■ **Instructions for the task**
Copy out all of the data below, line for line, without changing a single character.

■ **Saved entries**
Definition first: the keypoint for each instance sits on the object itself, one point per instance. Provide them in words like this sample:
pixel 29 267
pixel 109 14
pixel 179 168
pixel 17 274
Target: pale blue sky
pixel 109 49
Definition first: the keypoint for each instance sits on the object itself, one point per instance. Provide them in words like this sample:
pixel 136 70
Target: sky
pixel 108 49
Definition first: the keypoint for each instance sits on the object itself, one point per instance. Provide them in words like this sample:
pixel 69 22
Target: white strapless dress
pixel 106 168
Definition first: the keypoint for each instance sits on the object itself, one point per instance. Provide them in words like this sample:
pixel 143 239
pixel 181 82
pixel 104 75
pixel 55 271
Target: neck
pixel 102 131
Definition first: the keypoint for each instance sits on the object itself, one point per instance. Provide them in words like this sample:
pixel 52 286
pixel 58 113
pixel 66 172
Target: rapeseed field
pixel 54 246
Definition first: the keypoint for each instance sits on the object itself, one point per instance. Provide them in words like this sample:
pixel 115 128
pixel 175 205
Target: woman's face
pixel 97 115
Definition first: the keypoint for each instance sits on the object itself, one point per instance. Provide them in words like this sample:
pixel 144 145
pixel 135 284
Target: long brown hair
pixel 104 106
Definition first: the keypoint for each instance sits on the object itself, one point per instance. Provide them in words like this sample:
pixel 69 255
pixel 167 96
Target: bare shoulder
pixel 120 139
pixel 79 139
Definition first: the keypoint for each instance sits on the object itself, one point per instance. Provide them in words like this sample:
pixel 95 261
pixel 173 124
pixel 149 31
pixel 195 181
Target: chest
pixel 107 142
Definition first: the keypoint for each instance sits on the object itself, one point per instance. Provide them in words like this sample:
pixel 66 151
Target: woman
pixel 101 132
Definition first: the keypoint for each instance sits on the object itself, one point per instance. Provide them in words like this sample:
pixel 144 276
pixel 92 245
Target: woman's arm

■ **Finished exercise**
Definition first: the keypoint for each instance sits on the object itself, one point per instance. Provide them in words like this sample:
pixel 29 267
pixel 109 14
pixel 179 168
pixel 17 274
Target: pale blue sky
pixel 109 49
Definition first: the keypoint for each instance sits on the object itself, one point per instance. Provide them in words like this sample:
pixel 136 70
Target: sky
pixel 108 49
Definition first: the keypoint for each instance sits on the object itself, one point per instance. Provide them in words like this sample:
pixel 69 22
Target: white strapless dress
pixel 106 168
Definition first: the keypoint for each instance sits on the object itself, one point per instance. Provide them in words like this sample:
pixel 143 239
pixel 181 82
pixel 104 75
pixel 55 271
Target: neck
pixel 102 131
Definition first: the keypoint for each instance sits on the object itself, one point per instance. Provide them in words like this sample:
pixel 52 286
pixel 58 113
pixel 66 172
Target: rapeseed field
pixel 54 246
Definition first: the keypoint for each instance sits on the object itself, one point per instance. Provide them in words like this sample:
pixel 115 128
pixel 175 205
Target: woman's face
pixel 97 115
Definition first: the keypoint for each instance sits on the object itself, one point per instance. Provide them in words like this sample:
pixel 144 145
pixel 135 284
Target: long brown hair
pixel 104 106
Definition first: the keypoint for each instance sits on the object itself, one point per instance. Provide them in words like this sample:
pixel 69 255
pixel 167 96
Target: bare shoulder
pixel 120 139
pixel 79 139
Definition first: the keypoint for each instance sits on the object itself, one point per instance. Provide them in words like this sample:
pixel 95 261
pixel 173 124
pixel 149 31
pixel 195 181
Target: chest
pixel 107 142
Definition first: the keypoint for each instance sits on the object itself, one point per instance. Provide them in words like this sample:
pixel 66 151
Target: woman
pixel 101 132
Definition first: the keypoint for each instance sits on the object itself, one point per instance. Provide them in words like this sample:
pixel 144 276
pixel 92 245
Target: woman's arm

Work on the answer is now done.